- _Task directions_: In the records below, how many lines contain the string "wall"? Reply with the number alone.
— START OF Record set —
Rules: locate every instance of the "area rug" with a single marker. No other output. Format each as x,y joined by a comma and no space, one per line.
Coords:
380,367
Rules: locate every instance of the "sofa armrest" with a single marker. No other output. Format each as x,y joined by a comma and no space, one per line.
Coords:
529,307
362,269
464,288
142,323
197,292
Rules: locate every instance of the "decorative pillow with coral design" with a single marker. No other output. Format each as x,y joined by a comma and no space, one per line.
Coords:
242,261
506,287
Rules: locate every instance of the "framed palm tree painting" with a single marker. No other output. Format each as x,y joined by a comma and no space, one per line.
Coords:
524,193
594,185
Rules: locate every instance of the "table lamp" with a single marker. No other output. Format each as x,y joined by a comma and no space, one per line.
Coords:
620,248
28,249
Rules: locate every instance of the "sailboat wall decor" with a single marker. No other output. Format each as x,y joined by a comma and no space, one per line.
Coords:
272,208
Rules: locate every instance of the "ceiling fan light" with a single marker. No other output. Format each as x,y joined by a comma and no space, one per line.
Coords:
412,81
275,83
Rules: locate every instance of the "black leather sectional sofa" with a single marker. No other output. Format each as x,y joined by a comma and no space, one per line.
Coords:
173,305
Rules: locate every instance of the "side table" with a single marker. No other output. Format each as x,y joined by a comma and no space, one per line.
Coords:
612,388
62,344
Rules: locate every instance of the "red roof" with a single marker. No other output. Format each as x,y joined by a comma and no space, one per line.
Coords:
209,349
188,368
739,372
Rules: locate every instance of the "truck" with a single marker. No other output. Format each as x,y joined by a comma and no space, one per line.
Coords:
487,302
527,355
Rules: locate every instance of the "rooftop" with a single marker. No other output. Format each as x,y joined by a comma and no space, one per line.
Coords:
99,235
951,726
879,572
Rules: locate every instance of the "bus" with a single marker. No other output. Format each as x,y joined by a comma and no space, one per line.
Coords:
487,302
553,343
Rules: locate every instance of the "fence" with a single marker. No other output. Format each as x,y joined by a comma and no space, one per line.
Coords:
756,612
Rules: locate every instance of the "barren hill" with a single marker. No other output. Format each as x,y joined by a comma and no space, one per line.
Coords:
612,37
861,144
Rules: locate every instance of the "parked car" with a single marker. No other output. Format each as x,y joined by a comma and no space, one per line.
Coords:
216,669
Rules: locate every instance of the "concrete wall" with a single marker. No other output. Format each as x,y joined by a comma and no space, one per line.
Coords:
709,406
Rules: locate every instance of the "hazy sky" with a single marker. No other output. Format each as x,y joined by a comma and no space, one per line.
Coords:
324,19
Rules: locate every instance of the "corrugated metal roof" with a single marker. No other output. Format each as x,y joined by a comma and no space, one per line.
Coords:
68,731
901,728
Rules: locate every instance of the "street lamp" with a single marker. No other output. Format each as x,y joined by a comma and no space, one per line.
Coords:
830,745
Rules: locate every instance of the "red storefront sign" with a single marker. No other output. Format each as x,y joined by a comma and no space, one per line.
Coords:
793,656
— END OF Record set —
- _Solved exercise_: 2